> [DOCUMENT SECTION]

Document:Britain’s secret state
British prime minister Tony Blair
shakes hands with then US president
George W Bush after addressing
the media at the White House
Washington DC on 17 May 2007.
Britain’s secret state and the need for whistle-blowing explained by 2003 Iraq War whistleblower Katherine Gun |
Subjects: National security, Official Secrets Act 1989
Source: Declassified UK (Link)
Katharine Gun is a former linguist and analyst at Britain’s GCHQ intelligence agency and an Iraq war whistle-blower. Her act of whistle-blowing is portrayed in the film Official Secrets
★ Start a Discussion about this document
Britain’s secret state and the need for whistle-blowing
In November 2003, I was charged with a breach of the Official Secrets Act in the UK. My ‘crime’ had been to reveal an email from the US National Security Agency (NSA) to Britain's intelligence agency, the Government Communications Headquarters (GCHQ) where I was working at the time.
The email, which arrived on 31 January 2003, specified a US operation to target the home and office communications of six foreign diplomats on the UN Security Council. The purpose was to use the information gathered to strong-arm those states into voting for a resolution supporting an invasion of Iraq.
I leaked this email via a contact, which then made its way to The Observer newspaper.
I believe that this operation, using intelligence for the specific purpose of garnering votes to authorise a highly contested and deeply unpopular war against Iraq, was not only illegal but also immoral.
Eight months later, I was charged and faced the prospect of a two-year custodial sentence. I pleaded not guilty and my defence team requested all the legal advice from the then Attorney General Lord Goldsmith to then Prime Minister Tony Blair. Within a day of the defence team submitting this request, the charges against me were dropped.
In court, the prosecution stated that “there is no longer sufficient evidence for a realistic prospect of conviction”, adding that “it would not be appropriate to go into the reasons for this decision”.
Sixteen years later, the then prosecutor, Sir Ken McDonald, claimed that it was for “national security” reasons that the case against me was dropped.
Contents
Who defines national security?
In its own small way, my case illustrates the conflict and tensions around the issue of “national security”. I would argue that the Iraq war was not only against our national security but has been catastrophic for global security as a whole.
In fact, Lord Goldsmiths’ own legal advice at the time (prior to him changing it) was that an invasion would be illegal. The surveillance operation revealed by the NSA email was illegal under the Geneva Convention. It was in pursuit of an illegal war which has damaged our national security. Information about this issue is classified, however, and the reason for this is to do with “national security”.
National security is often the term used by government or intelligence officials to justify what they do, but who defines what it is? What is the scope of it and what are the checks and balances?

> [WRITTEN PROBLEM] Extend the essay on Britain's secret state, starting after its last sentence. The lines after this point are separate material, unrelated to the essay on Britain's secret state.

> [DATA SECTION]
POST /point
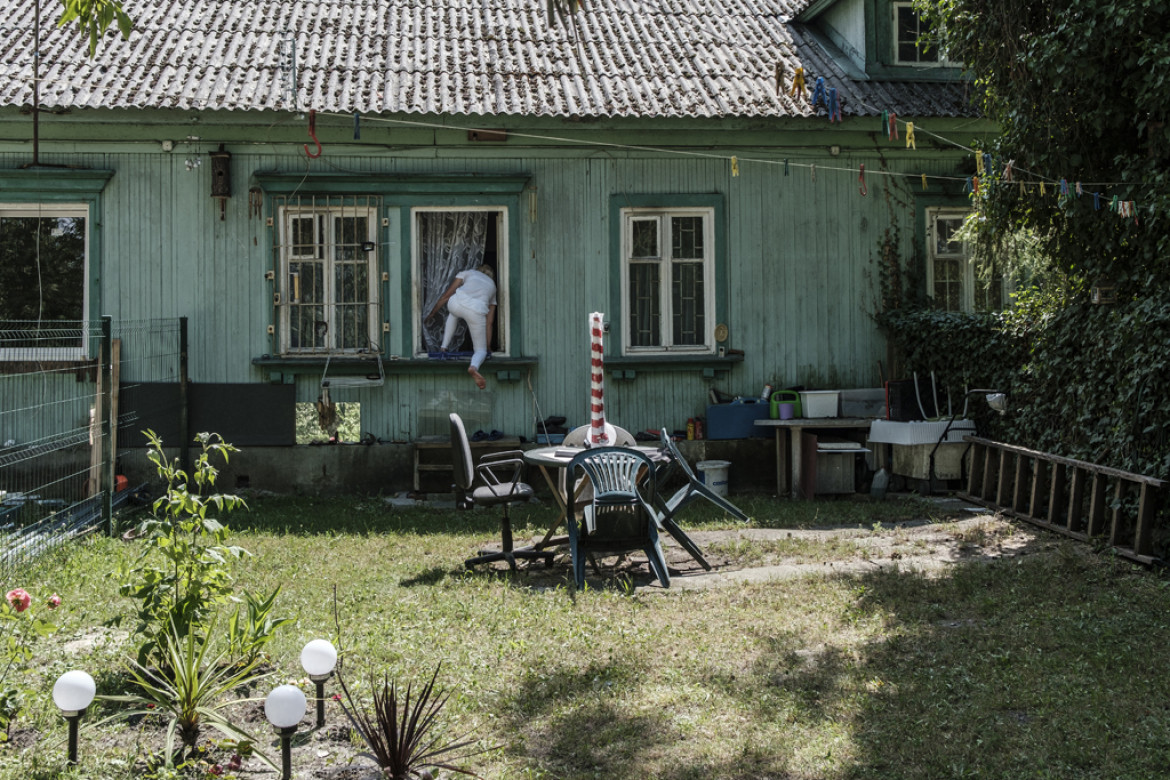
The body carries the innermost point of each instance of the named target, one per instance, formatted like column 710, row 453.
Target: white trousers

> [RESULT FOR THIS TASK]
It is accepted without question as a legitimate concept, but the collective consequences of the previous two decades of invasions, bombings, rendition and torture, drone attacks, kill lists, massive surveillance, human rights violations, bulk data collection/storage/analysis and exploitation… paints a very dark picture. Do these policies provide “national security”? Are they in the “national interest”?
Looking back over the last two decades, my father’s lament that we are in the “Age of Insanity” rings remarkably true. Many of the numerous, multi-faceted, horrendous consequences of the invasions of Afghanistan and Iraq were predicted by peace activists, international relations experts, academics and journalists. One was also raised by our intelligence services, which was the increased risk of terrorism within the UK as a result.
The argument that we invaded those countries essentially for reasons of national security rings hollow, when looked at with 20/20 vision. As does the same argument over the catastrophic bombing of Libya in 2011, which caused the collapse of another relatively stable and functioning country, the support of anti-Syrian government terrorists since 2013, and the unwavering support for Saudi Arabia against Yemen.
The current bellicose focus on Iran in an already chaotic and conflict-torn region tests the limits of sanity.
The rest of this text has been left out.